■ **Task brief**: Starting at the line that has "of the moss" and going through the last of the lines, rewrite them with "wildlife count" swapped for "habitat survey" and nothing else changed.

Position annotation lines
§
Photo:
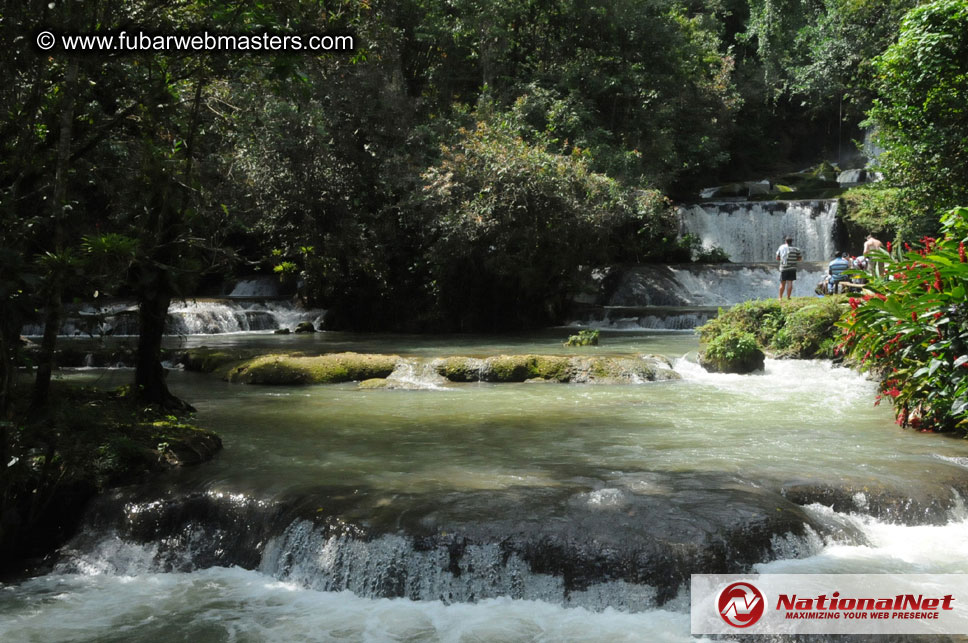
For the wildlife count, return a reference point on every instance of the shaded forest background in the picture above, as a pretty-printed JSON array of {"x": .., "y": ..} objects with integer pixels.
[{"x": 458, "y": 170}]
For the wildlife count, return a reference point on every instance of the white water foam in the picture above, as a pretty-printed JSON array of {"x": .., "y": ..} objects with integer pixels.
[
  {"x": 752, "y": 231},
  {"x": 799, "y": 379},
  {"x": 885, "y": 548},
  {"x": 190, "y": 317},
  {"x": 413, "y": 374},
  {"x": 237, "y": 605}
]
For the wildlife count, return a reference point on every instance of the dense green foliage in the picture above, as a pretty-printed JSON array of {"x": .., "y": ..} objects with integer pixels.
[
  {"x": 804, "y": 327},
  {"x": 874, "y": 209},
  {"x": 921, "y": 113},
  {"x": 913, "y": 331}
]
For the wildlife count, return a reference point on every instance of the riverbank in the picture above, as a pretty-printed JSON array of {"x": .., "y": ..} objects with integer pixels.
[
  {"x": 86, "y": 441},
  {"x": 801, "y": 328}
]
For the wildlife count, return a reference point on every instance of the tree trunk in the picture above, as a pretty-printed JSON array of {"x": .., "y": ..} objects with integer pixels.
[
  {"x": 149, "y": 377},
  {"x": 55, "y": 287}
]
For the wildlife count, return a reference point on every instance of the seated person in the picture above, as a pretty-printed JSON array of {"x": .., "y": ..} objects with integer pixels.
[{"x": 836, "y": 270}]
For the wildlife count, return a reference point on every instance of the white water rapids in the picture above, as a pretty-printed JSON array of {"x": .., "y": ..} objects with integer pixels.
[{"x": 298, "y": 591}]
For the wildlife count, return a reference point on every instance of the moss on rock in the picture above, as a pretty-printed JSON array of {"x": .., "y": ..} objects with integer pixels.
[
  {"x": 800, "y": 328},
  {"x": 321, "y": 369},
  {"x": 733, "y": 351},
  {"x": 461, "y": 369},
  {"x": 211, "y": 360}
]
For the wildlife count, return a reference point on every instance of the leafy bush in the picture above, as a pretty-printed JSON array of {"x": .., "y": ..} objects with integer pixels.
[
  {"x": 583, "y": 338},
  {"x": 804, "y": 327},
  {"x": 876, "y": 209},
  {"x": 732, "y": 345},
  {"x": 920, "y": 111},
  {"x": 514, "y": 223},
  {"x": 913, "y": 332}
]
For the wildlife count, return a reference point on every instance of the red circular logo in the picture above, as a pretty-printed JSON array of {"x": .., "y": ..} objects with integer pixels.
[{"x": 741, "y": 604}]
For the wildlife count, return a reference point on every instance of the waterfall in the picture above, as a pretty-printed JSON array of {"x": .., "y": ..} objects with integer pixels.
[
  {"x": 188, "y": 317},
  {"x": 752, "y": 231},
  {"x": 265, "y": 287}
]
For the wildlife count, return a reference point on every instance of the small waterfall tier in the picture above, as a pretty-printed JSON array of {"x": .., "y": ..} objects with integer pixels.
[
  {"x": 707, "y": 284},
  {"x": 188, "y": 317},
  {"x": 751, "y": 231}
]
§
■ **Finished exercise**:
For the habitat survey, return a reference point on every instance of the moss on rock in the picture above, as a pretty-printed JSON array of {"x": .., "y": ..} objects with integer pixels.
[
  {"x": 800, "y": 328},
  {"x": 321, "y": 369},
  {"x": 733, "y": 351},
  {"x": 461, "y": 369},
  {"x": 211, "y": 360}
]
For the habitat survey, return a reference point on every instance of the leafy bush in the picture above, as a pretty-printed JSON array of {"x": .., "y": ..} objects with integer pixels.
[
  {"x": 583, "y": 338},
  {"x": 804, "y": 327},
  {"x": 876, "y": 209},
  {"x": 732, "y": 345},
  {"x": 920, "y": 111},
  {"x": 514, "y": 223},
  {"x": 913, "y": 332}
]
For the habitat survey, return a reference point on every instance of the red circular logo in the picture above, as a pretty-printed JSON array of {"x": .., "y": ..} objects with integer pixels.
[{"x": 741, "y": 604}]
For the habitat survey, return a reference point on every instance of the waterfall in the picture above, as a pretty-printed JSON array of {"x": .., "y": ..} objects with integer pixels.
[
  {"x": 188, "y": 317},
  {"x": 752, "y": 231},
  {"x": 265, "y": 287}
]
For the habitat survey, return a reference point on every instance of the small waterfall tier in the picture above, as a pretty-printed JSON array of {"x": .., "y": ..} objects with integer pixels.
[
  {"x": 707, "y": 284},
  {"x": 188, "y": 317},
  {"x": 751, "y": 231}
]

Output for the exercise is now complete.